#### Task instructions
Could you write the next part of the blog post on January drinking and the neopros, starting after its last sentence?

#### Passage shown
* begin *

One of the things that angers me most about this month’s fresh assault from the neopros is the timing of it. In January loads of people give up booze for a month, they’re thinking about how much they drink (even Glyn at the Rake is scaring himself silly about this) so let’s hit people while they’re vulnerable and scare them.

What makes me angry about this is that it misses the point – heavy drinkers such as me and The Beer Widow do occasionally like to prove to ourselves that we don’t have a drink problem, and whatever your views on units etc. no one can argue that it does your body good to lay off the sauce for a while. Via the twisted logic of the neopros, the very fact that we feel the need to do this – to plan a month where we don’t drink and prove to ourselves that we can go without – is proof that we do have a problem. You just can’t win with these guys. It’s like saying that if someone goes on a diet and loses weight, this proves they are still fat.

* end *

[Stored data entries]
* begin *

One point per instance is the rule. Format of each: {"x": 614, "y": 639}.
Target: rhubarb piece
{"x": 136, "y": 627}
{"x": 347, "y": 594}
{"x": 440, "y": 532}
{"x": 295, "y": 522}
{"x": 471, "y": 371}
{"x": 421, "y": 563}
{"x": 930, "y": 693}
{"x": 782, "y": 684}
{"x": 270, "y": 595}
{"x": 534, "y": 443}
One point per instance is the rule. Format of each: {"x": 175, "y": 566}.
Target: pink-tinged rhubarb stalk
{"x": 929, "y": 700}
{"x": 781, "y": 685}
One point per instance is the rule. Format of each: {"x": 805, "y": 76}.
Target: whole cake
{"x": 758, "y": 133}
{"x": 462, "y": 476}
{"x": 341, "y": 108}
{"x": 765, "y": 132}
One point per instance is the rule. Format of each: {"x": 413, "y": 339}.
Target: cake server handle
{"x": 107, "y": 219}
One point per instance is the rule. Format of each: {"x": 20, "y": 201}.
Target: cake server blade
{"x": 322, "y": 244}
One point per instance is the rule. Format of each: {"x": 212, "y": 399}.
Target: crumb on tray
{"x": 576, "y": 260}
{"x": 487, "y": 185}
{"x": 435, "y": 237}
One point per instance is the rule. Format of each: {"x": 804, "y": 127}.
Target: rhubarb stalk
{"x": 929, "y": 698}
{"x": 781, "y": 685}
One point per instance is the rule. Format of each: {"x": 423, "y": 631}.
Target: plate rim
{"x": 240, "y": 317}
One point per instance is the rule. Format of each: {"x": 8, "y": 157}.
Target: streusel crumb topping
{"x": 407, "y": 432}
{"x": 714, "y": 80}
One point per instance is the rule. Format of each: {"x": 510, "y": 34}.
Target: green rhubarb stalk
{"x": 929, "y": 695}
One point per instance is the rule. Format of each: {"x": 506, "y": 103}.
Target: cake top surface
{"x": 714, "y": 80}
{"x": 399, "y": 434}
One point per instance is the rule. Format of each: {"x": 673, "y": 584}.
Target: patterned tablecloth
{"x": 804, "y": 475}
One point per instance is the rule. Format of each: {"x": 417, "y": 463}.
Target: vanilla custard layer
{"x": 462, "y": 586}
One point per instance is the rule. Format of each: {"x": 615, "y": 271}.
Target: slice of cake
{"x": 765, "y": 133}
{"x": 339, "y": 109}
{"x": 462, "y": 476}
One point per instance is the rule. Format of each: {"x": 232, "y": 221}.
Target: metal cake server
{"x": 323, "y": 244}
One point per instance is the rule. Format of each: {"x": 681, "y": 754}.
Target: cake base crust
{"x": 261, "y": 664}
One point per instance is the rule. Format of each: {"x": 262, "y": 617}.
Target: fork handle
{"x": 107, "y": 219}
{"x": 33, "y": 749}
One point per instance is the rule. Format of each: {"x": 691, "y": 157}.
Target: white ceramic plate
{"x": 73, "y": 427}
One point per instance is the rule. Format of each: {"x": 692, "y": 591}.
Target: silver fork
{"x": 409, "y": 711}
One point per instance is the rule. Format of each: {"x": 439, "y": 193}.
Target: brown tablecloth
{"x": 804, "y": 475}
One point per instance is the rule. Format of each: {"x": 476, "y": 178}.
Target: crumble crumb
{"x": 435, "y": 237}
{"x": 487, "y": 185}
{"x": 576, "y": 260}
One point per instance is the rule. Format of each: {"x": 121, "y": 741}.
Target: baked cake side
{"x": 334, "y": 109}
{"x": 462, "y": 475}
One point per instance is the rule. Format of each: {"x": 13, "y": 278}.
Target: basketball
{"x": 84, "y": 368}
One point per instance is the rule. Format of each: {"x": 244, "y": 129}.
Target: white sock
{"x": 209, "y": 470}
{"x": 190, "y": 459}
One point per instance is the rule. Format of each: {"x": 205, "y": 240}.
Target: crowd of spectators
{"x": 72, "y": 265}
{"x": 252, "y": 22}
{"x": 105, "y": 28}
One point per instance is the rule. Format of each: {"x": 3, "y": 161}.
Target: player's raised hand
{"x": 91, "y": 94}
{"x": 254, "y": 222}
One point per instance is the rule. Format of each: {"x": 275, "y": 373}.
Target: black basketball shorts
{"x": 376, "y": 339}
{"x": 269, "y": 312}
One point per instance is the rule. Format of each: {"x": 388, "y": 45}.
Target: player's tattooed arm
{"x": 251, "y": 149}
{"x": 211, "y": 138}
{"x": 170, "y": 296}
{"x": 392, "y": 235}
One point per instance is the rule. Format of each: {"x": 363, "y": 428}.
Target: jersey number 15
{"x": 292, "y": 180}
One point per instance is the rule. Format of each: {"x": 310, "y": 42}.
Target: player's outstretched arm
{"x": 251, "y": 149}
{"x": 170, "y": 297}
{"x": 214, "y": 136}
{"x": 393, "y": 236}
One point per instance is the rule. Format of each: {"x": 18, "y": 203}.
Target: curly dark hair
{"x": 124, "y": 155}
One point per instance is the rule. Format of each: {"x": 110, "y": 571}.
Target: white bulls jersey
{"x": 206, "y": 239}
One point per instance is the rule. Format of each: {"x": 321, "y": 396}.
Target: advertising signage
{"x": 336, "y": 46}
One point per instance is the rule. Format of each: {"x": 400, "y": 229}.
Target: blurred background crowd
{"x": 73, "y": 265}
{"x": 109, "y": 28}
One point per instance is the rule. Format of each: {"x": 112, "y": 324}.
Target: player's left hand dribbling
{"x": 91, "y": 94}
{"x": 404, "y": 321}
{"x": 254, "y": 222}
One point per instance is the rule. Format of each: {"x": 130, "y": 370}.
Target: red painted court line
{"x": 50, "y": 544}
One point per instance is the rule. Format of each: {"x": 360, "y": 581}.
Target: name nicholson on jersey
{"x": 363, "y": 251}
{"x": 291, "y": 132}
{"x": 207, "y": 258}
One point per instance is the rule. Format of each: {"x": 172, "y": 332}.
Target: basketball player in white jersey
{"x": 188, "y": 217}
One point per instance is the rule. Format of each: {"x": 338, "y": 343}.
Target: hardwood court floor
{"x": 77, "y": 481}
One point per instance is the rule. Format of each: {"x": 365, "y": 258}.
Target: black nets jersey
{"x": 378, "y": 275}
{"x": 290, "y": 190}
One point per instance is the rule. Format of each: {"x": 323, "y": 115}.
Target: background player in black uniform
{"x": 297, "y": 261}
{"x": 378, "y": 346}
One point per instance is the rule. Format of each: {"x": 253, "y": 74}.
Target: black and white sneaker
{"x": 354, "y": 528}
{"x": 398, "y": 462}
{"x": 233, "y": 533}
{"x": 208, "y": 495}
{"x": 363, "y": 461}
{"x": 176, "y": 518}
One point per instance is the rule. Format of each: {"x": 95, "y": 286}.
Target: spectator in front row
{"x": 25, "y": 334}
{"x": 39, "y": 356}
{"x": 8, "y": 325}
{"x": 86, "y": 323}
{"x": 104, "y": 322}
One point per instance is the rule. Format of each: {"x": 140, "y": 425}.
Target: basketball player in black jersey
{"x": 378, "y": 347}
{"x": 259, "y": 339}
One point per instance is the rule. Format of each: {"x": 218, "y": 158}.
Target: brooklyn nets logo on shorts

* end *

#### Reply
Two weeks in, I’m 9lbs lighter and feeling great (that’s not just off the beer – it’s also a diet consisting mainly of seeds, vegetables, pulses and owl pellets). But for the record, I have had no cravings – either physical or psychological – for alcohol. I haven’t had that naggy, itchy feeling when you think, “Ooh, I could really do with a drink.” Not once. Not even when I’ve been quite stressed – and when I do drink too much, it’s usually stress related. To me, rather than proving I have a drink problem, this proves I don’t have one. I’m sure thousands of other people are feeling the same way right now. And that’s one big reason why I’m so angry about the timing of this neopro assault.
But I am missing beer. I’m missing the taste and smell of it. I’m missing going down to the cellar and looking along the rows of bottles and not letting myself think about it too hard, but just letting my appetite or my subconscious decide what’s going to go best with whatever’s bubbling away on the hob. I’m missing leaning on the bar at the White Hart while my pint of Tribute, three quarters poured, settles a little while the smiling barperson goes off and gets the Beer Widow’s half of Leffe. I’m missing the wet half-moons on the varnished table top. I’m missing going down the the Rake and the slight lift in the stomach and tightening of the throat that betray my excitement the millisecond before I look along the bar and see what’s on draught.
Last night was my biggest test yet. One of the agencies I do some work for (the guys who designed the new M&S range) were having a belated Christmas party. I’m currently helping them out a bit on an exciting project around speciality beer, and they asked me to do a beer tasting session for them before the party proper got under way.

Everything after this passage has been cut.